Stored entries
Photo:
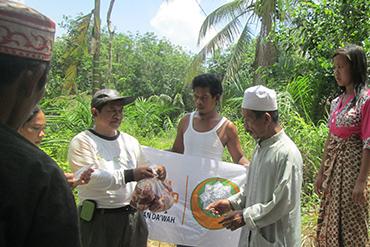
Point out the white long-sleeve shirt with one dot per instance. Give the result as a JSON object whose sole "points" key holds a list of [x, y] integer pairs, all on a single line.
{"points": [[110, 157], [271, 197]]}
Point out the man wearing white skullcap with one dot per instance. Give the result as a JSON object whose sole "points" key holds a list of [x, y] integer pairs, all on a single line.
{"points": [[268, 206], [37, 207]]}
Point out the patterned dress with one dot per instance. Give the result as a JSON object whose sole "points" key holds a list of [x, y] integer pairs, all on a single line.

To do: Quote the data exactly, leaving every image out of the copy.

Response area:
Photo:
Point out the white long-sleeve shirt with one dot per instance. Give the result as a JSON object whose sole "points" key holds a list of [x, y] integer pairs, all on a single line.
{"points": [[110, 157], [271, 197]]}
Point out the man wearing white skullcap with one dot per instance. Give the result as a JSON object whose sole "points" key holds a list of [x, y] integer pairs, all on a single line.
{"points": [[268, 206], [37, 207]]}
Point out the patterned dress with one dot per instance. Give the result as a JSON object whose sole "points" key holds a list of [x, y] integer pairs, all on a single line.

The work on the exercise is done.